> _What to work on_
Reproduce the line containing "Tag a point on every instance of the flower bud" in the listing below, then every later line up to the end, precisely as written.

Content starts

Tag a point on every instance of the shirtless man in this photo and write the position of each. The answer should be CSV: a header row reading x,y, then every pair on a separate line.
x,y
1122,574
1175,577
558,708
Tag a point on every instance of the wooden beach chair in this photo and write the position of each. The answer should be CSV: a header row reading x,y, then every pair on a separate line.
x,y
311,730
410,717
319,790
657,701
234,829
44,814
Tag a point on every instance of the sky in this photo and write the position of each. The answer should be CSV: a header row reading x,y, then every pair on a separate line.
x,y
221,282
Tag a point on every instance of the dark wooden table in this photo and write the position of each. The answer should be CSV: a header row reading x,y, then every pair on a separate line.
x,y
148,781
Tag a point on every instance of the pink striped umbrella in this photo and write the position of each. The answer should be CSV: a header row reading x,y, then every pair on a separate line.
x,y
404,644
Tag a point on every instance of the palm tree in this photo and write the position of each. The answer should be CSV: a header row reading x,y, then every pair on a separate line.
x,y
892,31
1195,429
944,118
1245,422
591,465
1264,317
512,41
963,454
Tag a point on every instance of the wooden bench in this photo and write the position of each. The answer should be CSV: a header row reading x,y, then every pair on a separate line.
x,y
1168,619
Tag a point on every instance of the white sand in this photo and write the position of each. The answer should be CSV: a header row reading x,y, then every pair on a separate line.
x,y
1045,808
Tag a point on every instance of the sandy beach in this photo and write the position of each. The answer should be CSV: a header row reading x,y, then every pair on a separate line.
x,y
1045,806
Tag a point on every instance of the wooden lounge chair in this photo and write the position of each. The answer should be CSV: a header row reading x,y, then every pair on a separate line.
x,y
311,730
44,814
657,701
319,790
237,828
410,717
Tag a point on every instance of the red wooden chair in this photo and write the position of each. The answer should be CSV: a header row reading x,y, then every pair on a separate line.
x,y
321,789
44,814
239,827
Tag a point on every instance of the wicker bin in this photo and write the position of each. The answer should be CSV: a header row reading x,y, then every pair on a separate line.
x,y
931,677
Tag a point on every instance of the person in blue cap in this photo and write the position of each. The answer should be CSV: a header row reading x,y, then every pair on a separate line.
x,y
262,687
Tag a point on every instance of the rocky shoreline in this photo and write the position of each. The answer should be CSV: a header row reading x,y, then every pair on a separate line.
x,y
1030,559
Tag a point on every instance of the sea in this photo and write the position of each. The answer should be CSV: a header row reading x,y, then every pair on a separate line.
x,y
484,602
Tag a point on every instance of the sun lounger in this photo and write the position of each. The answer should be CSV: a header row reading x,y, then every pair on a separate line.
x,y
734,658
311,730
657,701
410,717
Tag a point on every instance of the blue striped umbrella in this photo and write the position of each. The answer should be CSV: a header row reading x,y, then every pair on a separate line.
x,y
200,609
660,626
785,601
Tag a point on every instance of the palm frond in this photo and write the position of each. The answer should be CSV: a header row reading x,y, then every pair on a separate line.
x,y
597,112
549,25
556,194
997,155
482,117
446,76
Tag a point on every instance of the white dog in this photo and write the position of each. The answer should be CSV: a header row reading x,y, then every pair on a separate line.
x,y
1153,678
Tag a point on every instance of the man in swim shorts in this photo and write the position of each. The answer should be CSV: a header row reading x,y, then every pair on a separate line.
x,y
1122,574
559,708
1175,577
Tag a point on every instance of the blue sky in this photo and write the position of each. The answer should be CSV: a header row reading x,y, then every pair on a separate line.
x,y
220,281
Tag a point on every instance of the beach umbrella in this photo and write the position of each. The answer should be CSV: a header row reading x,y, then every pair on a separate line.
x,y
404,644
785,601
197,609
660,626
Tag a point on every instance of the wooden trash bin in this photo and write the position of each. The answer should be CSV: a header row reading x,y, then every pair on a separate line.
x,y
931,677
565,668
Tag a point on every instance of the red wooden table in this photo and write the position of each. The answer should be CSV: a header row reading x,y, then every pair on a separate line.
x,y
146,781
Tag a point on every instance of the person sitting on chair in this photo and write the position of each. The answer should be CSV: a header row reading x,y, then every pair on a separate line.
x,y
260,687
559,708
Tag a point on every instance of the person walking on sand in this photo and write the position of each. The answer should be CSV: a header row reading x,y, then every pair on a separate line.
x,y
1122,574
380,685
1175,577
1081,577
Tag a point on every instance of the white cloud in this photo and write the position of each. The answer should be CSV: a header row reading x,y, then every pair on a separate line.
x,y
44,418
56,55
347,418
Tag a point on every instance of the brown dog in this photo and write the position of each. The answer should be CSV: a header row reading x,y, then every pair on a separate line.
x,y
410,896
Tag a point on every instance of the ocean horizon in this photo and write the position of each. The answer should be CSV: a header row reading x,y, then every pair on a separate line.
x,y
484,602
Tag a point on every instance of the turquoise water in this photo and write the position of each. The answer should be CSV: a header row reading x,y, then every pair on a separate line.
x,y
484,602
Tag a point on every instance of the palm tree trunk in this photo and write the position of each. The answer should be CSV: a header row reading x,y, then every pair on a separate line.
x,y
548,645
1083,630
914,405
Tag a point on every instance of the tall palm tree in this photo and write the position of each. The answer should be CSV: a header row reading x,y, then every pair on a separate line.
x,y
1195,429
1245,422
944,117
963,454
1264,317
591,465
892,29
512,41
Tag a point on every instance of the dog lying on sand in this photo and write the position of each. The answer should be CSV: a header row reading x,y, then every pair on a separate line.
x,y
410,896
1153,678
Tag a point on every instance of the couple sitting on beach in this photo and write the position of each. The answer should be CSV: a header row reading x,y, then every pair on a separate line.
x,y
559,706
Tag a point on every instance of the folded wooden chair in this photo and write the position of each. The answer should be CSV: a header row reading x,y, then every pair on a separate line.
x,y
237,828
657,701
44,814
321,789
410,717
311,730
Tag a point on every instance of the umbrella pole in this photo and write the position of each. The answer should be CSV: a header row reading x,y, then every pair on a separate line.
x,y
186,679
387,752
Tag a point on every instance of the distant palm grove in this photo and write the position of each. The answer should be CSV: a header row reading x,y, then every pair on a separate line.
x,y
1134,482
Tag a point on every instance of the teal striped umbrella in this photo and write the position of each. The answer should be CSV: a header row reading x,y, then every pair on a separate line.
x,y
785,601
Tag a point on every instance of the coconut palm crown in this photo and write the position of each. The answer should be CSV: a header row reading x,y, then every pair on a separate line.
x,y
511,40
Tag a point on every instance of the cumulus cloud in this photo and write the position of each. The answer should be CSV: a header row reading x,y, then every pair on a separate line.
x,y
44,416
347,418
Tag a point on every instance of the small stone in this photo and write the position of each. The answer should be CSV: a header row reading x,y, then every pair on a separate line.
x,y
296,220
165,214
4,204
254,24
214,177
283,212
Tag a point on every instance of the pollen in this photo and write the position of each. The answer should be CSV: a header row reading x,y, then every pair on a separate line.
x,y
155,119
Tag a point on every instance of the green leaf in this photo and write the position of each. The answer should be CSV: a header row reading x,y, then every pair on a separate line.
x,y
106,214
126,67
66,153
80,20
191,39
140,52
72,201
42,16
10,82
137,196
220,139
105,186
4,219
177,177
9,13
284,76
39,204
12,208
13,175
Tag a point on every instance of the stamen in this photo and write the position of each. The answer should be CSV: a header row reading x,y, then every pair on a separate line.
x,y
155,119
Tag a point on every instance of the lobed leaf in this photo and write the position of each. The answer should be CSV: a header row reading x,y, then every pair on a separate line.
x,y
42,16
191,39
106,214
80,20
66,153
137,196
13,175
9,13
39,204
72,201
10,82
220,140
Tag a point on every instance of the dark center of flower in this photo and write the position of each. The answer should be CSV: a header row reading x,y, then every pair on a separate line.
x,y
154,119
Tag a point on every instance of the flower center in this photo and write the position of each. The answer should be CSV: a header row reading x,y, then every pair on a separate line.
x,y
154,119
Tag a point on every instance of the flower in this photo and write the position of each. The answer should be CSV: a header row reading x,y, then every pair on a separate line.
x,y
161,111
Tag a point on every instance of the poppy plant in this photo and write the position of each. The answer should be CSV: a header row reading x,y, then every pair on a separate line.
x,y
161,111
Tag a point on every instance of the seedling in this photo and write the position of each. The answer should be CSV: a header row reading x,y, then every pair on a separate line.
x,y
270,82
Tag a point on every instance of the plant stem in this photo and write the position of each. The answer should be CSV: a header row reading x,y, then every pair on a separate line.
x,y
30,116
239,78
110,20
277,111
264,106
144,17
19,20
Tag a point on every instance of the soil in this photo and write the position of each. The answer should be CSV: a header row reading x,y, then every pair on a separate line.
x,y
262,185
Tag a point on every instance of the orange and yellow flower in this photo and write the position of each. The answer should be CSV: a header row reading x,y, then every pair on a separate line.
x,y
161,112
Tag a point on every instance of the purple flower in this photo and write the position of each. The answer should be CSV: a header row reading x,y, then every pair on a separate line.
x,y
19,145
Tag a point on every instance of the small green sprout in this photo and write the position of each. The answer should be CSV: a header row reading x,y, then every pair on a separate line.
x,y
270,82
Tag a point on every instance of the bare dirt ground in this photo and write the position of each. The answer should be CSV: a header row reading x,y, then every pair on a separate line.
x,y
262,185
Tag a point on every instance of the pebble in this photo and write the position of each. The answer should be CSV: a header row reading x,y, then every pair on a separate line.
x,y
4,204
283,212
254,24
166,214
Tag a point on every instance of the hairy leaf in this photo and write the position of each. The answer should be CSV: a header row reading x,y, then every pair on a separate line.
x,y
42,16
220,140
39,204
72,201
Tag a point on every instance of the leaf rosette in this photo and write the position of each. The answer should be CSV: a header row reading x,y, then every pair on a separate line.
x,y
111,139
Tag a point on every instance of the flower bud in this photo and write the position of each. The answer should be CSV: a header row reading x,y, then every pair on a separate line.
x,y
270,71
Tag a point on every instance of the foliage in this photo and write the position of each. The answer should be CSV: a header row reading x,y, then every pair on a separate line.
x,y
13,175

Content ends

> _Response_
Tag a point on every instance of the flower bud in this photo and write the position of each. The answer should be CSV: a header row reading x,y, then every pair on a separate line.
x,y
270,71
Tag a point on every instance of the foliage in this photo and write the position of each. The answer should be CSV: a header row reading x,y, then every pair on a separate line.
x,y
13,175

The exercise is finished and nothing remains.